Begin
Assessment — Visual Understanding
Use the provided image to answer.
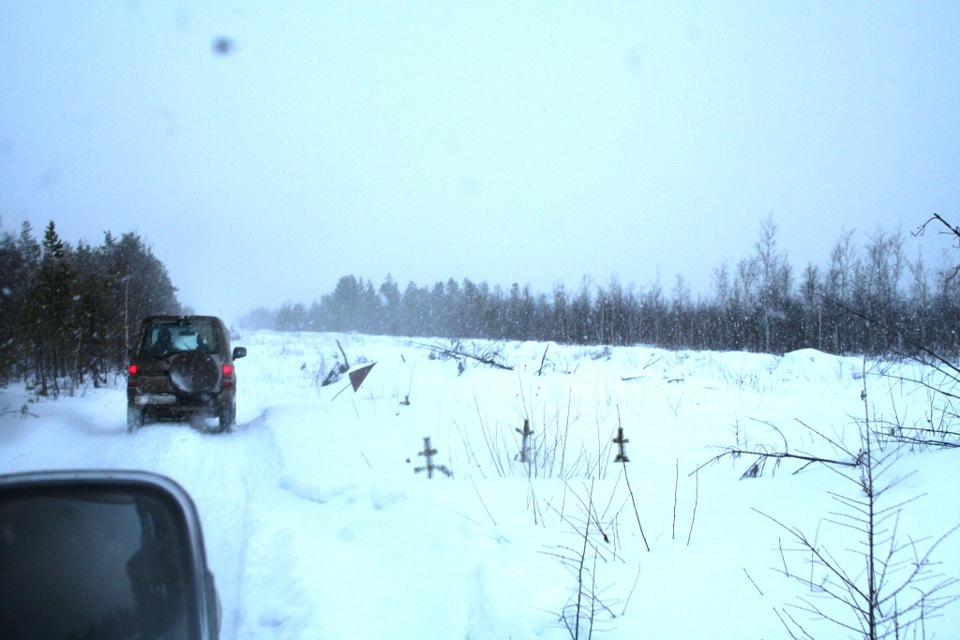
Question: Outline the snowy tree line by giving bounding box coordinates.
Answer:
[242,220,960,355]
[0,222,180,396]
End
**What the task requires:** Write out the listing above word for word, leaving out the picture.

**Response for this exercise:**
Assessment — Visual Understanding
Use the provided image to answer.
Question: Outline the snowy tree line by giving bounding box coordinates.
Answer:
[242,220,960,355]
[0,222,180,396]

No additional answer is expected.